LISTED ENTRIES:
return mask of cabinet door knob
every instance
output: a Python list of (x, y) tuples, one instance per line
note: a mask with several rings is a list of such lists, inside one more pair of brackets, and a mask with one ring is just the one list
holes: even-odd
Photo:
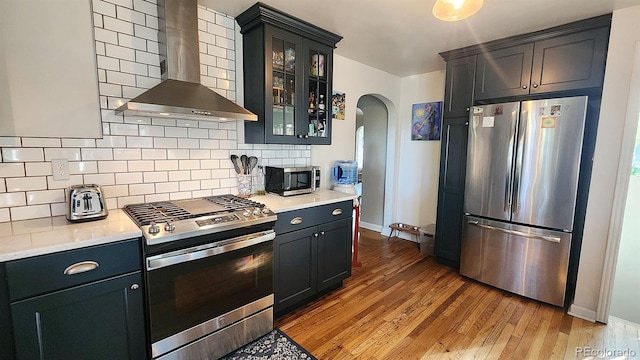
[(131, 285), (131, 290), (138, 290), (139, 287), (140, 287), (140, 285), (133, 284), (133, 285)]
[(302, 139), (302, 135), (298, 135), (298, 139)]
[(320, 231), (320, 235), (324, 235), (324, 231)]
[(318, 233), (313, 233), (313, 237), (318, 237), (320, 236)]
[(467, 108), (467, 111), (471, 110), (471, 108)]
[(309, 138), (309, 135), (305, 134), (305, 135), (304, 135), (304, 138), (305, 138), (305, 139), (308, 139), (308, 138)]
[(289, 223), (291, 225), (298, 225), (298, 224), (302, 224), (302, 218), (301, 217), (294, 217), (293, 219), (291, 219), (291, 221), (289, 221)]
[(533, 85), (532, 85), (532, 86), (533, 86), (533, 88), (534, 88), (534, 89), (537, 89), (537, 88), (538, 88), (538, 84), (536, 84), (536, 83), (533, 83)]
[(522, 88), (523, 88), (524, 90), (527, 90), (528, 86), (527, 86), (527, 85), (522, 85)]

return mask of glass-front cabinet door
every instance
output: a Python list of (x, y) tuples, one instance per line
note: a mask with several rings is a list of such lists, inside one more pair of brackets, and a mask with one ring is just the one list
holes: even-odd
[(304, 40), (305, 51), (305, 138), (308, 144), (331, 143), (332, 49)]
[[(297, 124), (299, 106), (296, 104), (296, 93), (302, 86), (298, 78), (302, 75), (300, 62), (302, 59), (302, 41), (297, 36), (278, 31), (267, 35), (267, 104), (270, 104), (271, 121), (267, 122), (267, 135), (279, 143), (297, 143), (297, 135), (301, 133)], [(300, 57), (300, 60), (298, 60)], [(269, 105), (267, 105), (269, 106)]]

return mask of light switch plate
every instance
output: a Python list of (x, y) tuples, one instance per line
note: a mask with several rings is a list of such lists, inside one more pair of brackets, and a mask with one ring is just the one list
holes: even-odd
[(53, 180), (69, 180), (69, 161), (67, 159), (51, 160)]

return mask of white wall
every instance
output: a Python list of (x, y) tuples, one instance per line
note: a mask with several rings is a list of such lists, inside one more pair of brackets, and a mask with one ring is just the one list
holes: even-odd
[(335, 160), (354, 159), (356, 105), (361, 96), (373, 95), (389, 112), (383, 232), (392, 222), (435, 223), (440, 142), (411, 141), (411, 106), (442, 101), (444, 71), (399, 78), (336, 55), (333, 74), (334, 90), (346, 93), (346, 119), (333, 121), (330, 146), (311, 147), (311, 163), (324, 172), (323, 186), (331, 186)]
[(398, 207), (395, 221), (425, 226), (435, 224), (438, 203), (440, 141), (411, 140), (412, 105), (442, 101), (443, 71), (402, 78)]
[(624, 212), (616, 279), (611, 297), (611, 315), (640, 324), (640, 176), (631, 176)]
[(595, 319), (614, 199), (640, 6), (613, 13), (593, 175), (571, 313)]

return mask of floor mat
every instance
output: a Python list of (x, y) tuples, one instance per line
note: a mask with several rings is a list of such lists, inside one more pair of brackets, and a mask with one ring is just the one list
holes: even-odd
[(279, 329), (224, 356), (223, 360), (317, 360)]

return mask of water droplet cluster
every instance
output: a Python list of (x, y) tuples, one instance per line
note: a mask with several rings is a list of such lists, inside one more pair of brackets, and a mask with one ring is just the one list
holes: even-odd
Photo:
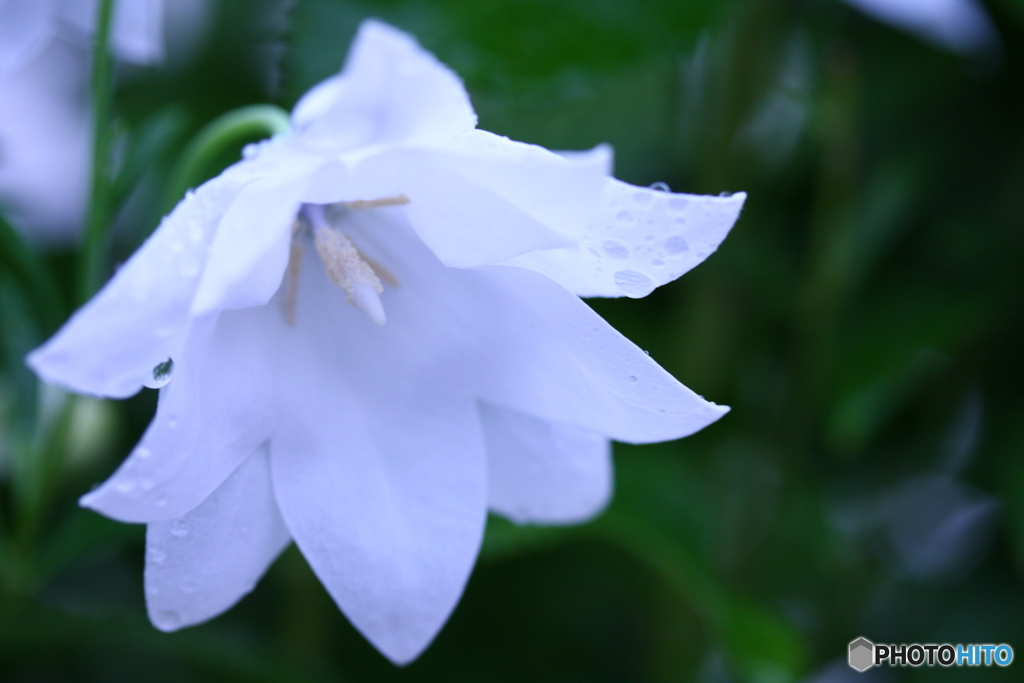
[(664, 183), (637, 188), (616, 181), (606, 201), (603, 222), (593, 224), (580, 246), (594, 257), (596, 279), (610, 280), (628, 297), (646, 296), (688, 271), (729, 227), (714, 230), (723, 221), (721, 198), (672, 194)]

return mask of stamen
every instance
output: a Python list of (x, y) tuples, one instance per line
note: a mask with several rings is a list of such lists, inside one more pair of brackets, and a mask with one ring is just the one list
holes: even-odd
[(295, 324), (295, 300), (299, 293), (299, 269), (302, 267), (302, 255), (305, 250), (297, 240), (292, 240), (288, 252), (288, 270), (285, 271), (284, 319), (289, 325)]
[(404, 206), (409, 203), (409, 198), (404, 194), (394, 197), (381, 197), (380, 199), (356, 199), (351, 202), (341, 202), (346, 209), (379, 209), (385, 206)]
[[(356, 251), (359, 251), (359, 247), (356, 247)], [(359, 251), (359, 258), (366, 261), (366, 265), (373, 268), (373, 272), (376, 273), (377, 277), (383, 280), (385, 284), (390, 285), (392, 287), (399, 286), (400, 283), (398, 282), (398, 278), (395, 277), (390, 270), (388, 270), (381, 264), (377, 263), (375, 260), (373, 260), (372, 258), (370, 258), (361, 251)]]

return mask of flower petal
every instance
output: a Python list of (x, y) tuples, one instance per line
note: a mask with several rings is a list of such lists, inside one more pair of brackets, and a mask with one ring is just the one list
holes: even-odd
[(53, 38), (52, 0), (0, 3), (0, 76), (26, 66)]
[(249, 178), (225, 173), (190, 193), (109, 283), (28, 364), (46, 382), (125, 398), (179, 355), (206, 250), (221, 214)]
[[(684, 387), (550, 278), (510, 266), (445, 268), (403, 208), (350, 211), (341, 225), (401, 283), (382, 294), (388, 323), (368, 342), (368, 358), (388, 358), (387, 372), (443, 366), (449, 385), (476, 398), (631, 443), (678, 439), (728, 411)], [(352, 311), (353, 326), (372, 325), (340, 292), (337, 301)], [(299, 326), (317, 315), (300, 310)], [(338, 334), (354, 343), (351, 332)]]
[(262, 306), (274, 296), (306, 190), (301, 170), (259, 178), (238, 193), (210, 244), (192, 315)]
[(518, 524), (574, 524), (612, 495), (611, 443), (600, 434), (480, 403), (487, 502)]
[(688, 436), (728, 412), (679, 383), (575, 295), (523, 268), (474, 271), (492, 297), (481, 323), (493, 358), (477, 396), (617, 441)]
[(707, 258), (729, 233), (746, 194), (672, 194), (605, 181), (604, 211), (569, 248), (517, 256), (579, 296), (644, 297)]
[(270, 438), (280, 318), (263, 307), (194, 325), (149, 429), (82, 505), (124, 522), (154, 522), (180, 517), (220, 486)]
[(453, 137), (476, 126), (462, 81), (398, 29), (359, 27), (344, 70), (309, 91), (292, 121), (311, 148), (346, 150)]
[(451, 381), (457, 341), (434, 353), (435, 340), (405, 324), (400, 297), (388, 296), (415, 294), (408, 280), (384, 292), (388, 323), (378, 326), (311, 267), (314, 258), (302, 269), (282, 356), (274, 489), (335, 602), (404, 663), (444, 624), (476, 559), (486, 516), (482, 430), (472, 397)]
[(598, 217), (612, 157), (608, 145), (562, 155), (483, 130), (422, 153), (425, 165), (458, 173), (573, 241)]
[(535, 249), (571, 244), (506, 197), (437, 163), (436, 154), (403, 150), (359, 164), (351, 191), (360, 198), (405, 195), (416, 234), (447, 266), (471, 268)]
[(291, 541), (274, 501), (266, 446), (196, 509), (146, 528), (146, 607), (162, 631), (224, 612)]

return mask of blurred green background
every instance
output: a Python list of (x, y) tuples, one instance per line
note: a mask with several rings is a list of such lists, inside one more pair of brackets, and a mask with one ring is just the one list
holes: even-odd
[[(119, 259), (203, 124), (290, 107), (377, 16), (462, 75), (481, 128), (609, 142), (636, 184), (749, 194), (707, 263), (644, 300), (591, 302), (732, 412), (617, 446), (614, 502), (590, 524), (492, 519), (462, 602), (404, 669), (294, 548), (227, 614), (167, 635), (145, 616), (143, 528), (75, 503), (128, 453), (155, 392), (74, 404), (61, 470), (29, 472), (56, 493), (26, 528), (32, 465), (11, 454), (45, 396), (22, 358), (52, 323), (0, 268), (0, 679), (1020, 680), (1024, 662), (845, 664), (857, 636), (1024, 655), (1024, 4), (986, 7), (1001, 49), (964, 57), (839, 0), (217, 3), (194, 62), (119, 80), (127, 158), (145, 160)], [(245, 66), (253, 45), (274, 70)], [(47, 254), (57, 273), (71, 259)]]

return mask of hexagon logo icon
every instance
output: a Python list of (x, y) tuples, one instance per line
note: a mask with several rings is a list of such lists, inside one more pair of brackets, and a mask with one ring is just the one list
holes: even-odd
[(875, 664), (875, 644), (867, 638), (850, 643), (850, 668), (864, 672)]

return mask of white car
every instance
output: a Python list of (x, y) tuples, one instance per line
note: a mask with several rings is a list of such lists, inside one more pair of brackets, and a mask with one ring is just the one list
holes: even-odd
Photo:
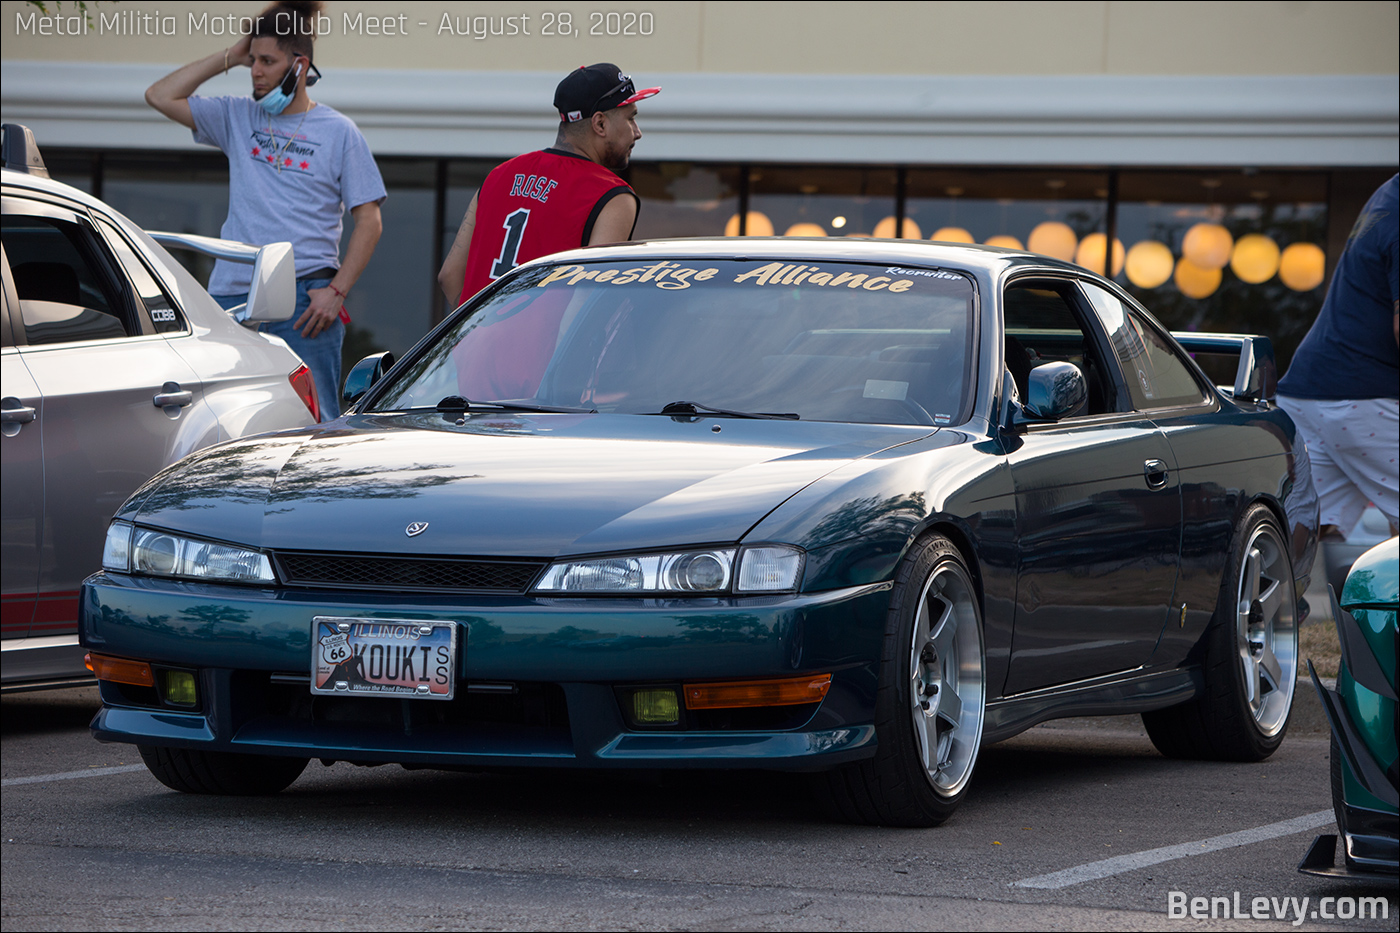
[[(78, 588), (133, 490), (218, 441), (316, 421), (311, 374), (281, 339), (240, 326), (156, 241), (48, 178), (32, 134), (6, 125), (0, 450), (5, 690), (91, 677)], [(255, 261), (240, 319), (285, 320), (288, 244), (167, 236)]]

ACTION ITEM: State how many lines in the listing above contain the string "white". Include no other words.

EXERCISE RESULT: 2